AIM OF THE TASK:
Leave out the pictures and copy everything else below exactly.

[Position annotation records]
<<<<
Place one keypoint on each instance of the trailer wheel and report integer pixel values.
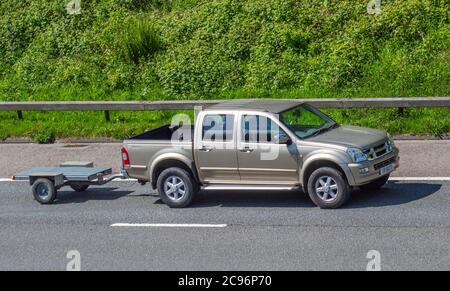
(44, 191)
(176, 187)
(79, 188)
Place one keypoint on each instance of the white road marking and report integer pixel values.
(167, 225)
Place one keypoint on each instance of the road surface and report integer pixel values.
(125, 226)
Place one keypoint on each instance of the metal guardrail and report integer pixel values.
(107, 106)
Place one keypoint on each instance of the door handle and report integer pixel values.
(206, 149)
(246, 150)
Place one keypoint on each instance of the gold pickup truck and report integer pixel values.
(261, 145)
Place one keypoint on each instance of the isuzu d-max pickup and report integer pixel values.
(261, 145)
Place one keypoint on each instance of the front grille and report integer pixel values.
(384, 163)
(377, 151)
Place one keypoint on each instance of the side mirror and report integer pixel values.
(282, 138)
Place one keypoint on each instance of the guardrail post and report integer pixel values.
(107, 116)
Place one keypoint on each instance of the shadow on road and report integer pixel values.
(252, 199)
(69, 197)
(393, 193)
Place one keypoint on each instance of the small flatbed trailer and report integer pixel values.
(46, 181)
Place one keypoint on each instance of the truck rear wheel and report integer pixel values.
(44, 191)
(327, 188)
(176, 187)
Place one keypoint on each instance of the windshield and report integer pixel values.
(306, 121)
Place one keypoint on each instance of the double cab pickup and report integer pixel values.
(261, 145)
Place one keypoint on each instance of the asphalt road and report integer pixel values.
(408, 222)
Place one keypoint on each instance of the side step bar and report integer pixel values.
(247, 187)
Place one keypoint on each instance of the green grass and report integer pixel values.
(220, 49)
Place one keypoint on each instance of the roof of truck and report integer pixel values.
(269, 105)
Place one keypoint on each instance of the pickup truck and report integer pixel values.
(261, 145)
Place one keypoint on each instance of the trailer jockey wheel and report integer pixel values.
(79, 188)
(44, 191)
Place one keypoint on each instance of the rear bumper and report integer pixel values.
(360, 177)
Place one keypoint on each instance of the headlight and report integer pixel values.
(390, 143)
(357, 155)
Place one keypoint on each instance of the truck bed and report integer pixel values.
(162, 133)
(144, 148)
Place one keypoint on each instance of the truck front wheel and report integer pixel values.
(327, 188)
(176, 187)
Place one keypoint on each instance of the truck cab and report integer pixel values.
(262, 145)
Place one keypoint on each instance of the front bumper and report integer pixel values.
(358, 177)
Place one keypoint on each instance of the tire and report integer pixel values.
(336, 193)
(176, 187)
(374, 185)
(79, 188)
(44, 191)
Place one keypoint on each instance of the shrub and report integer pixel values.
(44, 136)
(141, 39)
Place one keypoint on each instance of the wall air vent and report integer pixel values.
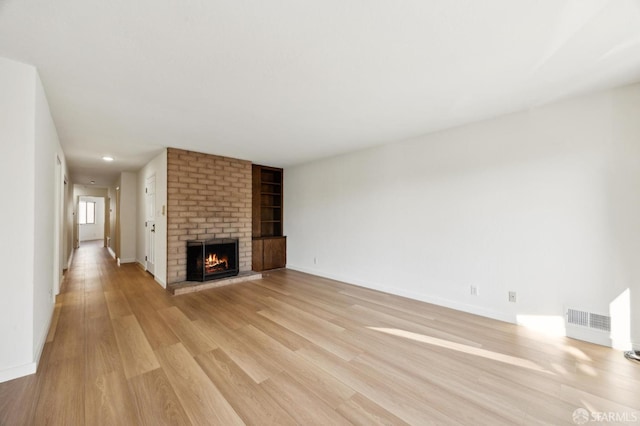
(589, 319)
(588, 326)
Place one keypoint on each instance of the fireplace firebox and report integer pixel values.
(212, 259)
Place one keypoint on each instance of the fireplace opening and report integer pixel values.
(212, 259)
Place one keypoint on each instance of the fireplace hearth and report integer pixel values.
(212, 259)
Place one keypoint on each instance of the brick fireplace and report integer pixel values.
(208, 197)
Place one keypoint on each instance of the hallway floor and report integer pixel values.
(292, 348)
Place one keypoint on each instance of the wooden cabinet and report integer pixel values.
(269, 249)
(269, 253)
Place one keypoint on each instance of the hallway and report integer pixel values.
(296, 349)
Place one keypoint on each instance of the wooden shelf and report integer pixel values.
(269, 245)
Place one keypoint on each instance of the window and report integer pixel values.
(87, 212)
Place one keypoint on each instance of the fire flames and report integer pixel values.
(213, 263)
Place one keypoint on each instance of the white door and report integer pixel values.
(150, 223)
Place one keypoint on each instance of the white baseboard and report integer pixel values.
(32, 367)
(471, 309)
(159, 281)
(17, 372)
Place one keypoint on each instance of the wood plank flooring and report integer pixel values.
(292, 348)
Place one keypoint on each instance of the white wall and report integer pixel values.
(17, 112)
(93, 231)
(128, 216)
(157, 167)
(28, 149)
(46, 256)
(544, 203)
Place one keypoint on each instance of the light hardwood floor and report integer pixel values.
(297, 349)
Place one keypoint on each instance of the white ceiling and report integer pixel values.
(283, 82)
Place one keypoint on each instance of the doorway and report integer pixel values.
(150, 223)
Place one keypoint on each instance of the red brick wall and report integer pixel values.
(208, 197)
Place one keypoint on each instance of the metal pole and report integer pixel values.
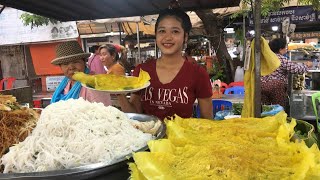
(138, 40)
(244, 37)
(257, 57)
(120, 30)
>>>>
COMPLETE ANSWER:
Place one keypoint on each instance of the trailer wheel and report integer pixel values.
(44, 191)
(176, 187)
(79, 188)
Place one keypoint on each instance of the white road marking and report integer pixel values.
(167, 225)
Place one keypoint on each instance of the road surface and report integer pixel values.
(125, 226)
Place one keypoint on each instance of the metal guardrail and report integer pixel values.
(107, 106)
Place one keypoint on each instance of the door handle and report integer pixel values.
(206, 149)
(246, 150)
Place one keypoint on each instance of the gold pickup truck and report integer pixel values.
(261, 145)
Place one keypoint on each instance of the isuzu d-max pickup and report integer pixel values.
(261, 145)
Place one keypoint on each instance of the front grille and report integer pixel values.
(384, 163)
(377, 151)
Place one keypoint on each instance of the side mirror and report integer pixel values.
(282, 138)
Place one keypoint on each instance of the guardrail post and report integer pixel values.
(107, 116)
Place one keypoint on each instance of the shadow on road and report integer pixel values.
(252, 199)
(69, 197)
(393, 193)
Place one keypoint on each instance of the small flatbed trailer and report integer pixel values.
(46, 181)
Place one keypoint on each instance of the truck rear wheel and report integer pixel values.
(44, 191)
(327, 188)
(176, 187)
Place one keypoint on each instance of the windshield and report integer pixel values.
(306, 121)
Place one keypoint on each instance of the double cab pickup and report integer pixel values.
(261, 145)
Place one keypoint on each instance of the asphalt road and report integer pixel values.
(408, 222)
Place one keypoint on each instance of the side step bar and report integer pixel values.
(247, 187)
Place one keypoint on each instance of the green grass and report integer pixel values.
(220, 49)
Place one keypoint on each instance of the roof of truck and report integer pixel values.
(269, 105)
Place one keypoint on each instance of the pickup truck and report integer pixel values.
(261, 145)
Place one keypoint on each instance of the trailer jockey wheel and report integer pixel values.
(79, 188)
(44, 191)
Place one keypoint on each instance of the rear bumper and report integer pixel values.
(360, 177)
Place one keypoint on each instance of the headlight and report integer pixel values.
(390, 143)
(357, 155)
Place one keypoint on each instance of the truck bed and report integer pixel values.
(162, 133)
(144, 148)
Place one keypoint on each instance of the truck front wheel and report integer pixel values.
(327, 188)
(176, 187)
Place one keypoint on each instance of the truck cab and report integer pixel values.
(262, 145)
Place one keypoint on each instance of the front bumper and report integer pixel values.
(358, 177)
Place one keypoint on each instance of the tire and report integer pixel values.
(336, 193)
(176, 187)
(374, 185)
(79, 188)
(44, 191)
Place one keypoint on each instance of the shrub and report integer pixel values.
(44, 136)
(141, 39)
Place one keypoint on each instance of the wall air vent and report integer pixel values.
(589, 319)
(588, 326)
Place one keypoint on each instance of the fireplace firebox and report integer pixel values.
(212, 259)
Place one keypoint on each instance of the fireplace opening and report integer pixel values.
(212, 259)
Place one keypoint on each instance of the fireplace hearth and report integer pixel values.
(212, 259)
Place one keypoint on each instance of the brick fireplace and report integer pixel values.
(208, 197)
Place one keypoint on each instance of the hallway floor and report integer pixel values.
(292, 348)
Place one keypoint on each instance of the wooden cabinet and report integer pixel values.
(269, 249)
(269, 253)
Place one keypoint on each instance of the hallway and report integer pixel values.
(296, 349)
Place one keypoint on each instance of the wooden shelf and report integer pixel values.
(269, 245)
Place one keypoint on each instance of the window and report integer pixel values.
(87, 212)
Place one keypoint on each instance of the fire flames and report integer pixel values.
(213, 263)
Place one keypoint on each instance of the white door and report integer pixel values.
(150, 223)
Place one keypoint on each instance of the white baseboard and report integer pixel values.
(32, 367)
(471, 309)
(159, 281)
(17, 372)
Place one keypoint on each instance of the wood plank flooring and report integer pixel values.
(292, 348)
Place one keypoint on each instance of the white wall and report integer pixel values.
(17, 112)
(93, 231)
(128, 216)
(157, 167)
(28, 149)
(46, 256)
(544, 203)
Place one keypoint on each instance of the light hardwood floor and report integer pixel values.
(297, 349)
Place one keypoint on each instance of the white ceiling and report integer pixel values.
(283, 82)
Place one keypoint on each instance of the doorway and report integer pixel values.
(150, 223)
Place one keypoint on each instance of the red brick wall and report integer pixel values.
(208, 197)
Place one keypoint on each instance of the metal pole and report integer pixel values.
(138, 40)
(244, 37)
(257, 57)
(120, 30)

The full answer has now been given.